Copy out the records below, putting "central point" wherever "innermost point" appears and changing nothing else.

# DATA LISTING start

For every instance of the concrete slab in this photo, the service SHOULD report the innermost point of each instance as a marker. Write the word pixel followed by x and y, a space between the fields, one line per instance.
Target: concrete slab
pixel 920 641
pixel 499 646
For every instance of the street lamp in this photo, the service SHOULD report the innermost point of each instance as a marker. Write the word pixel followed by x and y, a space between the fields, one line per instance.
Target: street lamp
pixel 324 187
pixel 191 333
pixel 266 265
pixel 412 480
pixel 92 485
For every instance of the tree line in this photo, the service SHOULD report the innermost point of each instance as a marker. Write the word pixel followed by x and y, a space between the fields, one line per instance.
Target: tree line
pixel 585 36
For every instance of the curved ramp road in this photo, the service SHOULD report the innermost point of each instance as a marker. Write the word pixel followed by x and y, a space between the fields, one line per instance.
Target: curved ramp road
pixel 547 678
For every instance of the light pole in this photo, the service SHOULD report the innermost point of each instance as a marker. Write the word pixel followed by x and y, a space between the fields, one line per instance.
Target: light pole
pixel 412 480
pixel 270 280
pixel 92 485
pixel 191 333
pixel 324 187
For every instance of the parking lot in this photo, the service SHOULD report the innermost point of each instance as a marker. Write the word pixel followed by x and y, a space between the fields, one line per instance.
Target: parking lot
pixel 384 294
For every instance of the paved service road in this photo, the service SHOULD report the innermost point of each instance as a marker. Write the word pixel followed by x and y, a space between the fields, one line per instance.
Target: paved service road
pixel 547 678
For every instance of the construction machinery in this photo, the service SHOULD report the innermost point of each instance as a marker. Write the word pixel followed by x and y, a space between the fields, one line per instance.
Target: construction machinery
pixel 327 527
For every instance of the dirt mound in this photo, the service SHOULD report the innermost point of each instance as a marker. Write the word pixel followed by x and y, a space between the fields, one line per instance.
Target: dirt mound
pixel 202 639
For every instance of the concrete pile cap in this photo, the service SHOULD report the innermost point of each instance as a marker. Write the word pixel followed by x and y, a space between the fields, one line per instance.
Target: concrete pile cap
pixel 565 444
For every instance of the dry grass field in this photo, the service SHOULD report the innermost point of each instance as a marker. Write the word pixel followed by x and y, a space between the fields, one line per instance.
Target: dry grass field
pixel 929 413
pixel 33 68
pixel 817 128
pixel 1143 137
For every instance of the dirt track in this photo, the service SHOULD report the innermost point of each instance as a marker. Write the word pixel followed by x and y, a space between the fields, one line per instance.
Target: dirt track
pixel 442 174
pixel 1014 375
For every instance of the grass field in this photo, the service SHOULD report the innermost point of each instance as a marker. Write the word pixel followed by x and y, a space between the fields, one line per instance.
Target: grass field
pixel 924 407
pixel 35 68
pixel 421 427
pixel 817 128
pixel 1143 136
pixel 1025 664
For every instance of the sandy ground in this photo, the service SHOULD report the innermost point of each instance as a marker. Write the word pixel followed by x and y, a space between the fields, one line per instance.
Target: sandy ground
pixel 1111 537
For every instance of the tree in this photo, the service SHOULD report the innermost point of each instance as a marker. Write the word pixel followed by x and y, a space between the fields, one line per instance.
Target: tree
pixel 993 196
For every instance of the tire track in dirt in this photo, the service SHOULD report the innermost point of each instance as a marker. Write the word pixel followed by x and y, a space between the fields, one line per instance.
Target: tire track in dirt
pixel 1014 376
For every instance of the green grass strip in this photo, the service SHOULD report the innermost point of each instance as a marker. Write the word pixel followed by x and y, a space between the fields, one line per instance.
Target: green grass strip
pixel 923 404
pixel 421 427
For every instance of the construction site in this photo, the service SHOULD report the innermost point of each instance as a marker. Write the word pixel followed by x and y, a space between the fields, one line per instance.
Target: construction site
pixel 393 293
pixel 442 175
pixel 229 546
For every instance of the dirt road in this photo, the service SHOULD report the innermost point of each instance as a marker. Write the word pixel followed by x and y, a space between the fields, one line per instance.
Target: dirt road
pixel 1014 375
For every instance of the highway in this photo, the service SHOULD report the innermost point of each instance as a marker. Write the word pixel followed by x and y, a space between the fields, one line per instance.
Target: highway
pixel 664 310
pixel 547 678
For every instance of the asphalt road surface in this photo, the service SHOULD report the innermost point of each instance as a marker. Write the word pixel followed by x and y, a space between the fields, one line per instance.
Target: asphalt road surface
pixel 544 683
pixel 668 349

# DATA LISTING end

◆ EXERCISE RESPONSE
For every instance of the concrete slab in this photo, the service SHOULD report the central point of each instance as a marker. Write the word pixel followed by x and y, a space between the fields, one line per instance.
Target: concrete slab
pixel 920 641
pixel 499 646
For every instance of the street lamp in this photo, the service SHOULD report the central point of each instance as a marker. Write the word pixel followed by x and y, a space between the fields, one line per instance.
Target: street lamp
pixel 324 187
pixel 191 333
pixel 266 265
pixel 412 480
pixel 92 485
For every instance of the tree line in this photo, the service SHOULD report the central point of each instance as a marker. Write the word pixel followed by x and y, a space between the fields, one line per instance.
Target: tree line
pixel 585 36
For every instance of the curved ramp road in this photo, the service SHOULD report the central point of each instance as a marker. Write the word pixel followed by x and y, a space between the fields, one line per instance.
Target: curved ramp road
pixel 547 678
For every instance of the light pole in this photo, the service SHOULD report the central point of each instance as a marker. Write the word pixel followed by x and y, a space between the fields, one line per instance.
Target: light pole
pixel 412 480
pixel 270 280
pixel 92 485
pixel 191 333
pixel 324 187
For every instance of the parking lot in this photo, the service SHOULD report the central point of each instance as a marker. Write the word pixel followed by x and y, a space between the fields, one line per instance.
Target: parking lot
pixel 384 294
For every instance of the paved service road in this photo, the service SHOULD report the central point of each instance as a marker. Write the word pixel followed by x and y, a space between the fields, one line per instance.
Target: paved service road
pixel 547 678
For every instance of the construction machinery in this photo, the service SHOULD report the central point of each instance as a marker. Write the word pixel followed by x and y, a space between the fields, one line per instance.
Target: construction machinery
pixel 327 527
For every instance of the dirt mound in this photo, the service SHOULD report the central point of each instance as a marker. Write the word pixel followed by x and y, a space between the fields, one line per instance.
Target: dirt mound
pixel 202 639
For every instance of the concrete pile cap in this photo, the service SHOULD report the central point of each instance as a marker. Write the word pixel followed by x and y, a space between the fields, one line per instance.
Target: concrete pile cap
pixel 565 444
For every instance of the dry grass field in this photo, the service SHOULD report the central point of each instance as a marker. Write the word pixel followed by x and y, a space between the fields, one line per instance.
Target: dry grass field
pixel 929 413
pixel 33 68
pixel 817 128
pixel 1143 137
For every instance of the dirt track in this photo, the service SHOULD report the central point of each instance as a marker. Write the word pixel followed by x and y, a space between the fields, one line per instance.
Target: dirt track
pixel 442 174
pixel 1014 375
For every instance of the grass field in this photo, the service SHOULD report the central point of each instance as a marker. Write the word pixel followed by x and y, a space between the fields, one line per instance.
Target: grass field
pixel 924 407
pixel 35 68
pixel 421 427
pixel 817 128
pixel 1143 136
pixel 1025 664
For every instance of the sandy ground in this photo, the service SHOULD report the central point of each instance as a marker. Write the word pixel followed by x and y, a space between the fields, one line per instance.
Target: sandy ground
pixel 1111 537
For every instance of the tree in this photo, the service SHOULD report the central point of each instance as a marker. Write the word pixel followed by x and y, a space between the fields, one line per instance.
Target: tree
pixel 993 196
For every instance of the tire track in dirt in this photo, the service SHOULD report the central point of each instance as a marker. Write the word pixel followed by x and y, a space between the fields, one line per instance.
Target: tire track in dirt
pixel 1014 376
For every instance of the green grass strip in this photo, the service SHOULD report the central point of each instance as a marker. Write the word pixel followed by x and y, a space between the fields, one line per instance.
Target: green grass strip
pixel 923 404
pixel 421 427
For every instance of the construction site in this photo, the service SHOULD report the central point of each instance as a marker. Write the word pixel followed by x and y, a space between the fields, one line per instance.
Target: construction site
pixel 393 293
pixel 442 175
pixel 229 546
For every instance of the dirt road in this photo, the service SHOULD report the central point of each instance as a marker. Write the word pixel followed by x and y, a space between the fields, one line per instance.
Target: dirt road
pixel 1014 375
For every instance of the highway in this photo, the service SHOULD report the central point of each instance as a marker. Write the word pixel followed by x and y, a space between the fields, one line per instance.
Target: highway
pixel 664 310
pixel 547 678
For every instance of the asphalt road surface in this photo, the service SHOULD report the central point of each instance as a marker. Write the word pixel followed by x and y, a space between the fields, one line per instance.
Target: asphalt road surface
pixel 544 683
pixel 668 349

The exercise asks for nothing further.